GIVEN PASSAGE>

------

Mohamed Dahmane

Personal information
- Date of birth: April 9, 1982 (age 44)
- Place of birth: Maubeuge, France
- Height: 1.80 m (5 ft 11 in)
- Position: Striker

Youth career
- 1999–2001: AS Hautmont
- 2001–2003: RC Lens

Senior career*
- Years: Team / Apps / (Gls)
- 2003–2004: → FC Poitiers (loan) / 7 / (0)
- 2004–2005: SC Feignies
- 2005: US Maubeuge
- 2005–2006: Borains
- 2006–2007: Mons / 32 / (9)
- 2007–2008: Genk / 11 / (1)
- 2008–2009: Mons / 29 / (12)
- 2009–2010: Club Brugge / 30 / (4)
- 2010–2011: Bucaspor / 6 / (0)
- 2011: Eupen / 4 / (0)
- 2011–2012: CS Constantine / 19 / (5)
- 2012–2013: Bucaspor / 16 / (3)
- 2013–2014: CR Belouizdad / 7 / (2)
- 2014–2016: SC Paturages
- 2016–2020: UR La Louvière Centre / 76 / (33)
- 2020–2024: Olympic Charleroi / 47 / (11)

International career
- 2004: Algeria U23 / 7 / (1)

Managerial career
- 2018–2019: UR La Louvière Centre (sporting director)

------

[Stored data]
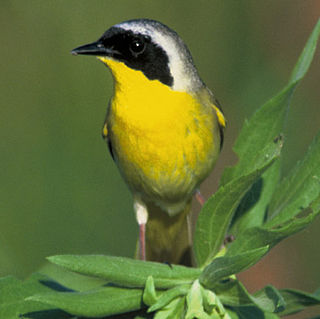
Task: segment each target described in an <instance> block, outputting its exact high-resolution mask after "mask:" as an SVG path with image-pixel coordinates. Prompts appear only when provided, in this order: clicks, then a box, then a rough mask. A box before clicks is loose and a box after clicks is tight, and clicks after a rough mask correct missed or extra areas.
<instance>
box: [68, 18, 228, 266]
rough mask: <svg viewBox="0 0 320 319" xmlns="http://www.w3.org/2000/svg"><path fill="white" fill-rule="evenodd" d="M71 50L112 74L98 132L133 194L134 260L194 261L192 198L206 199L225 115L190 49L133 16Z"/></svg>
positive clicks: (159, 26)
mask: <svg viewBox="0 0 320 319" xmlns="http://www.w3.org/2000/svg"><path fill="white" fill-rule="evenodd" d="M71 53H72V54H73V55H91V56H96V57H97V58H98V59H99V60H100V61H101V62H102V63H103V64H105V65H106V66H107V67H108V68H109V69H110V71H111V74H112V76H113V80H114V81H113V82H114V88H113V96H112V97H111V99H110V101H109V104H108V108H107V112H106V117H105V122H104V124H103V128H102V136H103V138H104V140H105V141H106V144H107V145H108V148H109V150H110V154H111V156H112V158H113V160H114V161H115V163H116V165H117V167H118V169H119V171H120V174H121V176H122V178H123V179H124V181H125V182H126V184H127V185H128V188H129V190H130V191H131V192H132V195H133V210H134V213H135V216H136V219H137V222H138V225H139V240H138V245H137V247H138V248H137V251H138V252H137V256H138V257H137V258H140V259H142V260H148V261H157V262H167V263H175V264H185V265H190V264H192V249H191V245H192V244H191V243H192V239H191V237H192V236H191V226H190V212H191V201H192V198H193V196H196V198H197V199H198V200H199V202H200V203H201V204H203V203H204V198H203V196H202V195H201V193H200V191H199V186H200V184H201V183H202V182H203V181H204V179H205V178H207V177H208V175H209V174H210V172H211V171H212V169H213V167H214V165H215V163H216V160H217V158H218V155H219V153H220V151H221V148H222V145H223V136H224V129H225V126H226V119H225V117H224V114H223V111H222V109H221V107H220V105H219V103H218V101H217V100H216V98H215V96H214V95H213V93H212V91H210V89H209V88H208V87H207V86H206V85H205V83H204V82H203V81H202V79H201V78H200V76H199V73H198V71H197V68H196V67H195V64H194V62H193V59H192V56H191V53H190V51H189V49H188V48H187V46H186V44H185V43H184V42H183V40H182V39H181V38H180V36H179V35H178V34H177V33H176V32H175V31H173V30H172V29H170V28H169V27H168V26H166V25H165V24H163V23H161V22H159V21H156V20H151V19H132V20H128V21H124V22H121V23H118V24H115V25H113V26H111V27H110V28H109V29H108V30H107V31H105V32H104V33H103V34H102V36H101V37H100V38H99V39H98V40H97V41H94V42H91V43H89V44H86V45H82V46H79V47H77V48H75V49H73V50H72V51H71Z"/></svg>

------

COMPLETE THE FOLLOWING>
1. Can you reproduce the part of the Mohamed Dahmane profile that opens with the words containing "- 2007–2008: Genk" and closes with "Constantine / 19 / (5)"?
2. How would you translate the line "Place of birth: Maubeuge, France" from the Mohamed Dahmane profile into Spanish?
3. Can you go on with the Mohamed Dahmane profile, starting after its final line?
The entries aren't needed for any of this.

RESPONSES IN ORDER>
1.
- 2007–2008: Genk / 11 / (1)
- 2008–2009: Mons / 29 / (12)
- 2009–2010: Club Brugge / 30 / (4)
- 2010–2011: Bucaspor / 6 / (0)
- 2011: Eupen / 4 / (0)
- 2011–2012: CS Constantine / 19 / (5)

2. Lugar de nacimiento: Maubeuge, Francia

3.
- 2019–2020: UR La Louvière Centre (president)
- 2020–2022: Olympic Charleroi (sporting director)
- 2022–2023: Olympic Charleroi (president)

= Mohamed Dahmane =

Algerian footballer (born 1982)

Mohamed "Momo" Dahmane (محمد دحمان; born April 9, 1982) is a retired footballer. Born in France, he represented Algeria at youth level.

==Career==
Mons signed Dahmane in January 2006 from the Belgian Third Division. He helped the club win the Belgian Second Division in the summer of 2006.

On January 30, 2009, Dahmane joined Club Brugge from Mons on a two-and-a-half-year deal running until 2011, with the club paying a €500,000 transfer fee.

On September 1, 2010, he signed a one-year contract with Turkish club Bucaspor. However, on January 4, 2011, he reached a mutual agreement with the club to terminate his contract.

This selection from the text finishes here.